--- TEXT FOR ANALYSIS ---
#####

MELBOURNE 6 May: Australia’s first Fertility Preservation Summit for professionals and consumers highlights the national interest to ensure equitable access to fertility preservation for all Australian cancer survivors especially children, adolescents and young men & women.

“Fertility preservation in the paediatric and adolescent realm is in its infancy and it presents many clinical and ethical challenges,”  said A/Professor Kate Stern, Head of the Fertility Preservation Service at Melbourne IVF and the Royal Women’s Hospital, Melbourne and keynote speaker at the Summit in Melbourne today.

“Fertility preservation is a rapidly evolving field of medicine and the key especially for young people diagnosed with cancer is a coordinated, rapid response to ensure a patient’s fertility is optimally preserved and options for a future family of their own are discussed and accessible,” she explained.

“Improvements in oncology treatments have resulted in the majority of patients diagnosed with the commonest forms of cancer expecting to survive their diagnosis. However, certain chemotherapy (and radiotherapy) treatments can lead to impaired fertility,” A/Prof Stern said.

“A parent receiving a shocking medical diagnosis will focus on immediate treatment and rightly so but today with advances in egg and sperm freezing, tissue freezing and IVF, future fertility is achievable for most patients,” said A/Prof Stern.

This Summit accelerates the collaboration surrounding cancer-related infertility issues and aims to raise public awareness of fertility preservation for cancer survivors and infertility induced by other medical treatments.

“Oncology paradigms are changing, most children with cancer will survive their treatment. Therefore oncology care also involves consideration of long term issues such as fertility. Fertility preservation can raise complex issues for parents and paediatric health providers,” said Dr Yasmin Jayasinghe Paediatric and Adolescent Gynaecologist with the Department of Gynaecology, Royal Children's Hospital, gynaecologist with the Reproductive Services and the Oncology/Dysplasia Service at the Royal Women's Hospital, Melbourne.

#####

--- PROVIDED INFORMATION ---

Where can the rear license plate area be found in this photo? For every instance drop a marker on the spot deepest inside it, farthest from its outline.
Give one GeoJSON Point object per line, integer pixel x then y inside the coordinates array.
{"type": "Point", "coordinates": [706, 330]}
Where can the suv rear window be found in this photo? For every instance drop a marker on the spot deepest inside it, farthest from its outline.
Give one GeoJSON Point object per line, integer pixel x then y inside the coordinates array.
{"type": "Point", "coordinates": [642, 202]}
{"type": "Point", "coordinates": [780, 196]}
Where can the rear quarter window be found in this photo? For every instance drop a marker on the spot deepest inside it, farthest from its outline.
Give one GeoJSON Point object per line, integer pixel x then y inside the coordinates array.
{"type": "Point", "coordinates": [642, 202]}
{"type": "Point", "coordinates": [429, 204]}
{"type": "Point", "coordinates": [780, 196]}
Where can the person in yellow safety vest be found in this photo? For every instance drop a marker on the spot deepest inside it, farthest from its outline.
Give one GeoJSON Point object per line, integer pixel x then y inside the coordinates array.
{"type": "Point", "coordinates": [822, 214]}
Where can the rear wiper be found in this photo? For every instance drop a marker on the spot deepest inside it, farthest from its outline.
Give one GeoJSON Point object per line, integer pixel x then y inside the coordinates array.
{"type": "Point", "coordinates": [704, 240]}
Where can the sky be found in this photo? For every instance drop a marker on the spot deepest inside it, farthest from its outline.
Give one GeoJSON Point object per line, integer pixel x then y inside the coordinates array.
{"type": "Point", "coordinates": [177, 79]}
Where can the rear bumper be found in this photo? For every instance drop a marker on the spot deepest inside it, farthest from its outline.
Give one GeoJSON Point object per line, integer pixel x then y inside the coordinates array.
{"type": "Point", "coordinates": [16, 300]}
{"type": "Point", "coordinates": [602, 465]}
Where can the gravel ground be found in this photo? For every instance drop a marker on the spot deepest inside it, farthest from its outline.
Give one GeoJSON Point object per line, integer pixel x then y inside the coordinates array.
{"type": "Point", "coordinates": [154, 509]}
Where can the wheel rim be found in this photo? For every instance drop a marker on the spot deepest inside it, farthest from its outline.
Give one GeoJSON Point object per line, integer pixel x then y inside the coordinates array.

#####

--- CHECK YOUR UNDERSTANDING ---
[1] In the report on the Fertility Preservation Summit, condense the paragraph beginning "Oncology paradigms are changing" into a shorter version that keeps its main facts.
[2] According to the report on the Fertility Preservation Summit, who was the keynote speaker at the Summit?
[3] Continue the report on the Fertility Preservation Summit from the point at which it ends.

--- TASK RESPONSES ---
[1] Dr Yasmin Jayasinghe said that most children with cancer will now survive their treatment. Oncology care must therefore also consider long-term issues such as fertility, and fertility preservation can raise complex issues for parents and paediatric health providers. She is a Paediatric and Adolescent Gynaecologist at the Royal Children's Hospital and a gynaecologist with the Reproductive Services and the Oncology/Dysplasia Service at the Royal Women's Hospital, Melbourne.

[2] A/Professor Kate Stern, Head of the Fertility Preservation Service at Melbourne IVF and the Royal Women's Hospital, Melbourne.

[3]
Today’s Fertility Preservation Summit builds upon the new national pilot registry, a database being rolled out across Australia to track fertility outcomes of oncology patients. “The Summit is the ultimate forum to share knowledge among health professionals and the public of the latest novel, evidence-based approaches to fertility preservation, research, raising awareness and access to treatment no matter where people live,” said A/Prof Stern. This research was funded by the Victorian Government by funding from the Victorian Cancer Agency. 

The Fertility Preservation Taskforce from the Royal Children’s Hospital and the Royal Women's Hospital developed the first fertility preservation program for children in Australia. It is now one of the most established fertility programs for children.

Various protection and preservation strategies are employed in an effort to improve fertility and/or quality of life outcomes in patients diagnosed with the most common forms of cancer. A/ Professor Kate Stern will present on the current available fertility preservation options, on how assisted reproductive technologies have provided the arena for the development of fertility preservation options and strategies for patients faced with a cancer diagnosis alongside other specialists.

The Victorian Comprehensive Cancer Centre and the Victorian Cancer Agency support this stimulating and thought-provoking summit organised by the Fertility Preservation Taskforce which is a collaborative association of fertility specialists, gynaecologists, paediatric providers and oncologists committed to fostering collaborative research, education and awareness of fertility preservation options.